■ **What is being asked**
Update every one of the following records by changing "fattest part" to "widest part" and leaving everything else unchanged. Omit the pictures from your answer.

■ **Material shown**
──────────
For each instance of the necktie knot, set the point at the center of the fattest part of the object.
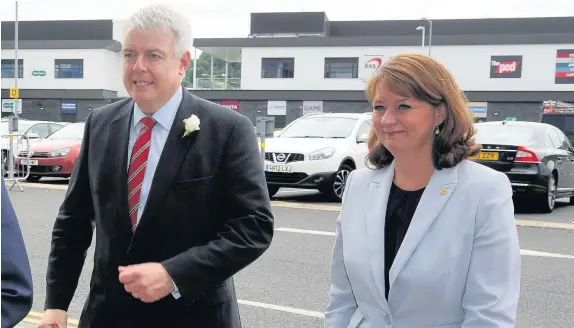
(148, 122)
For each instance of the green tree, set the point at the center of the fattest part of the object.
(204, 69)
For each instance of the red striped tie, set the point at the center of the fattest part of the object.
(138, 163)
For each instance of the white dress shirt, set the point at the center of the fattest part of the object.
(159, 134)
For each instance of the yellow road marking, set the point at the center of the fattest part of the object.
(43, 186)
(72, 322)
(337, 208)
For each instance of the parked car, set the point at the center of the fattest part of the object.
(54, 156)
(317, 151)
(33, 130)
(561, 116)
(538, 159)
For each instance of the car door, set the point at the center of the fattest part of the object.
(566, 160)
(361, 148)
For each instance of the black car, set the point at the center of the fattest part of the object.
(538, 159)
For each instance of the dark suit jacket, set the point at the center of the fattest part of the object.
(208, 216)
(16, 276)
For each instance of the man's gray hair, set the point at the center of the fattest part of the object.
(157, 17)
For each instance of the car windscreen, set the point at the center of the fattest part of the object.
(516, 135)
(320, 127)
(73, 131)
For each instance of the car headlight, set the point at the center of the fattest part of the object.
(59, 152)
(322, 154)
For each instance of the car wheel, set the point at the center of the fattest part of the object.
(337, 188)
(546, 204)
(272, 190)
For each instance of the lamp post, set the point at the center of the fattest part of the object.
(430, 33)
(422, 29)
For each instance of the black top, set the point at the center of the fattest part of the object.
(401, 208)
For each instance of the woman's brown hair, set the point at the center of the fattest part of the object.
(423, 78)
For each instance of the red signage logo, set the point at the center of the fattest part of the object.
(231, 104)
(505, 67)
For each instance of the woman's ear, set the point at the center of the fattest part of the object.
(440, 115)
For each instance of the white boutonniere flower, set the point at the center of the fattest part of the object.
(191, 125)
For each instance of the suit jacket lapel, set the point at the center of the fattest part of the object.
(435, 196)
(116, 160)
(171, 157)
(379, 188)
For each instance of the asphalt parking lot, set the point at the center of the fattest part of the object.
(287, 287)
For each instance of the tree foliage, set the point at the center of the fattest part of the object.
(204, 69)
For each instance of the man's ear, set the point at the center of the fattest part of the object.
(185, 62)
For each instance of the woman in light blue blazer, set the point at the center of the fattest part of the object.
(425, 238)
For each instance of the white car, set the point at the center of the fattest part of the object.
(317, 151)
(34, 131)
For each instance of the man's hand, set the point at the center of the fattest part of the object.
(147, 282)
(54, 319)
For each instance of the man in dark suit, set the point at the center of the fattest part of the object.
(175, 188)
(17, 293)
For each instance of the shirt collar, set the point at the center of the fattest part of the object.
(165, 115)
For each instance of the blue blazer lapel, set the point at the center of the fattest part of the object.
(378, 194)
(435, 196)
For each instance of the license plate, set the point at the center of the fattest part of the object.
(279, 168)
(486, 156)
(31, 162)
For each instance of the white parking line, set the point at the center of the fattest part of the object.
(524, 252)
(284, 309)
(311, 232)
(545, 254)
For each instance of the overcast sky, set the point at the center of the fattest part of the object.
(230, 18)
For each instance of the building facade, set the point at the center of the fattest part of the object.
(295, 63)
(65, 68)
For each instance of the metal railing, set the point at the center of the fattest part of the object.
(218, 84)
(14, 146)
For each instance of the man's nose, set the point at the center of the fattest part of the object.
(140, 65)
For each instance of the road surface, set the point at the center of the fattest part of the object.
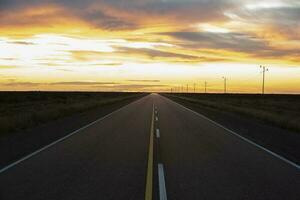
──────────
■ **Written solution**
For each instance of the necktie knot, set the point at the center of the widest part of the object.
(148, 122)
For each instance of the green tree, set the point at the center of the widest part of the object.
(204, 69)
For each instance of the red striped tie, set the point at the center of the widest part of the object.
(138, 163)
For each instance of the white dress shirt, set the point at the center of the widest part of the object.
(159, 134)
For each instance of the yellow road marking, set the point at the center of the widest part of the object.
(43, 186)
(72, 322)
(337, 208)
For each instance of the parked car, set the point at the center of the widest part of the object.
(54, 156)
(317, 151)
(33, 130)
(561, 116)
(538, 159)
For each instance of the car door, set the point at the center of the widest part of the object.
(566, 160)
(361, 148)
For each instance of the black car, set the point at the center of the widest part of the object.
(538, 159)
For each instance of the dark suit jacket, set the point at the center of the widest part of the object.
(208, 216)
(16, 276)
For each instance of the man's gray hair, set the point at the center of the widest part of the object.
(157, 17)
For each instance of the car windscreen, set the point at the center of the widest part of the object.
(516, 135)
(320, 127)
(73, 131)
For each instance of the car headlight, set the point at the center of the widest part of the object.
(59, 152)
(322, 154)
For each instance of the car wheel, set the point at the center of the widest part of the object.
(337, 188)
(546, 204)
(272, 190)
For each instance of the lamp post, set the point at the center of the widest part of the object.
(430, 33)
(422, 29)
For each instance of the black top, set the point at the center of the widest part of the object.
(401, 208)
For each instance of the woman's brown hair, set the point at the center of the widest part of the object.
(423, 78)
For each instance of the red signage logo, set the point at the center of the widest part of the object.
(231, 104)
(505, 67)
For each instance of the woman's ear, set the point at the center of the widest part of the object.
(440, 115)
For each instance of the white boutonniere flower, set the point at the center of the widest part of the object.
(191, 125)
For each instance of the suit jacket lapel, set the point at the center of the widest part of the object.
(435, 196)
(116, 160)
(171, 157)
(379, 188)
For each instance of the asphalt parking lot, set the point at the center of the widest part of the object.
(287, 287)
For each instance of the tree foliage, set the point at the center of the widest part of the object.
(204, 69)
For each instance of the man's ear, set the point at the center of the widest part of the object.
(185, 62)
For each instance of the woman in light blue blazer, set the point at the center of the widest part of the object.
(425, 238)
For each instance of the white car, set the point at the center of the widest part of the object.
(317, 151)
(34, 131)
For each instance of the man's hand, set the point at the center of the widest part of the object.
(147, 282)
(54, 319)
For each instance of the man in dark suit, set the point at the center of the widest part of the object.
(175, 188)
(17, 293)
For each instance of the shirt collar, set the point at the center of the widest part of the object.
(165, 115)
For each instance of the blue blazer lapel, set the point at the center of the widest part of the object.
(378, 194)
(435, 196)
For each instance of the license plate, set the point at the center of the widest part of the object.
(279, 168)
(486, 156)
(31, 162)
For each instance of the white parking line, set the point at the center of the widest part of the object.
(524, 252)
(284, 309)
(311, 232)
(545, 254)
For each instance of the overcast sky, set the point at the center of the widest part of the object.
(230, 18)
For each instance of the building facade, set the point at the center of the widest part of the object.
(295, 63)
(65, 68)
For each instance of the metal railing, set the point at the center of the widest part of the object.
(218, 84)
(14, 146)
For each instance of the man's nose, set the point at the center of the widest part of the object.
(140, 65)
For each instance of the road surface, set the point at the center of the widest part of the object.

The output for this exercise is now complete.